Short problem 1: In the text on music, name every person mentioned in the section headed "Prodigy."

Page:
- - -

Wagner died in Venice, and there ensued that fantastic nocturnal carrying of his body by Italian enthusiasts. After his death, the Baireuth Festivals continued and pilgrims from all over the world flocked to them yearly. Their purpose was to perform the Wagnerian works with the utmost perfection, and in complete accordance with the usages that Wagner had laid down with great detail. Whether in the later years of their flourishing they were the best Wagnerian performances in the world may be greatly doubted.

But Cosima Wagner and her son have devoted themselves to the restoration of the Baireuth Festivals, and that is why Siegfried Wagner is coming to America. He will be welcomed and aided by a committee of notables, such men as Otto H. Kahn and Clarence H. Mackay. His tour will be pushed energetically. He was to have conducted a performance of his own opera, Der Barenhauter, with the Wagnerian Opera Company, but the bankruptcy of the company has canceled this. He is scheduled to conduct programs with the principal orchestras in the country-- in New York, Chicago, Boston, Cleveland, Detroit, Baltimore, Cincinnati, St. Louis, Los Angeles, San Francisco. One Hand

Few greater disabilities can be imagined than that of the loss of an arm to a pianist. Yet recent death notices contain the name of an old Hungarian, aged 75, famed as a pianist despite the loss of his right arm. Count Geza Zichy was a boy of 14 when maiming came to him in a hunting accident, yet with extraordinary courage and perseverance he schooled his remaining arm to do the work of two. He achieved such mastery that he gained the admiration of Liszt, who proclaimed him a phenomenon, accepted him as his pupil.

The one-armed pianist began his concert career in 1880, with a program arranged by himself for one hand. He had a success that established him as one of the musical personalities of Hungary. He became President of the Royal Academy of Music at Buda Pesth and of the National Conservatory. He was in addition a lawyer, but continued his one-handed virtuosoship of the piano until his recent death.

Prodigy

Europe has been thrilled by the gifts of Nino Rota Rinaldi, aged eleven, of Milan, who caused a sensation last month at Tourcoing, France, by conducting a performance of an oratorio written by himself. The work, The Childhood of St. John, was produced by a chorus and orchestra of 250 persons. Both the boy's composition and his conducting were pronounced excellent.

And now another infant has arisen. Pietro Mazzini, son of an Italian publicist and of the singer, Carla Benassi, is a pianist. The other day he played a program. "Nothing short of marvelous," said a French critic. This lad is only five.

The value of prodigies seems much in doubt. Endless numbers of them, with genius in infancy, have come to mediocrity in maturity. On the other hand, many of the world's finest artists have been infant prodigies, witness Josef Hofmann, at the piano, Mozart in composition.

*Baireuth is a town of Bavaria where Wagner conducted many of his own operas. Both Wagner and Liszt are buried there.

- - -

[Pointing and labeling entries]
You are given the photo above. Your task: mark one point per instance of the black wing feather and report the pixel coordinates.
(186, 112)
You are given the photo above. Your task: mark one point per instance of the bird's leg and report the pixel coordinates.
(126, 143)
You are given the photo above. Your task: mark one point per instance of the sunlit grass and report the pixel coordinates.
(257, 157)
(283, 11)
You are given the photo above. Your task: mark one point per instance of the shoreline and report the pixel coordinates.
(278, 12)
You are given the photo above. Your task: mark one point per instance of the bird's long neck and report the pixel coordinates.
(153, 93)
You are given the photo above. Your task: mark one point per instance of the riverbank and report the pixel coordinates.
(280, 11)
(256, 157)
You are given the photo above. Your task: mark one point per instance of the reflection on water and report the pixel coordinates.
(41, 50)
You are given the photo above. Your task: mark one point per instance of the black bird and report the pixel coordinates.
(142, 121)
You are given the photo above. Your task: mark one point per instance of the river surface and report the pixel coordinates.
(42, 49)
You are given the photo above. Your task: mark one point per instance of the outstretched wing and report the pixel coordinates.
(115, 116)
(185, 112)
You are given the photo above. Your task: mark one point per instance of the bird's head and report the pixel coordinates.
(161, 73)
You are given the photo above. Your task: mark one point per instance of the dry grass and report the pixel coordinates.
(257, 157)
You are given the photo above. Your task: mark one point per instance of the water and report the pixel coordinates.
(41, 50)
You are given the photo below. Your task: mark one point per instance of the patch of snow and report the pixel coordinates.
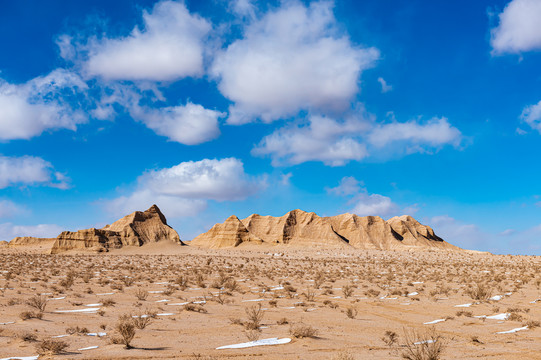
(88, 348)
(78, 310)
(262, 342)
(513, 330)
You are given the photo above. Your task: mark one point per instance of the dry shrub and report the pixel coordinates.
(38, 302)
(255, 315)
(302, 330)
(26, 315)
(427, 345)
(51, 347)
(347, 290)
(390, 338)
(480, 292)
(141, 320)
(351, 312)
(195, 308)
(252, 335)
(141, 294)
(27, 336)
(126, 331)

- - -

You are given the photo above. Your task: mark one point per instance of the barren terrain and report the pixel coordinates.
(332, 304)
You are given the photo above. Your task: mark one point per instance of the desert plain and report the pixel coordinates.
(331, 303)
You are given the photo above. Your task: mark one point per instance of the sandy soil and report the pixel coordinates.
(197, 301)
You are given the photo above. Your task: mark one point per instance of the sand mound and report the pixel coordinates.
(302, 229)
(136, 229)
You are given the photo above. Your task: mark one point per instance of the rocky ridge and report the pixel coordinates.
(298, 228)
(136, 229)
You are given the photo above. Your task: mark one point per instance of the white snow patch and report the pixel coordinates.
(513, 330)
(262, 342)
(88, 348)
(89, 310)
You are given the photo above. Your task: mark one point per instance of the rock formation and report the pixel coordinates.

- - -

Short problem 2: Collect each line of the records that contains the word "grass".

Task result 1: Nino Rota Rinaldi, Pietro Mazzini, Carla Benassi, Josef Hofmann, Mozart

Task result 2:
You are given the photo above. Your task: mark one point per instance of the sunlit grass and report the pixel coordinates.
You are given the photo above. Your task: mark one point per instance of the dry grass and report the pixel coordinates.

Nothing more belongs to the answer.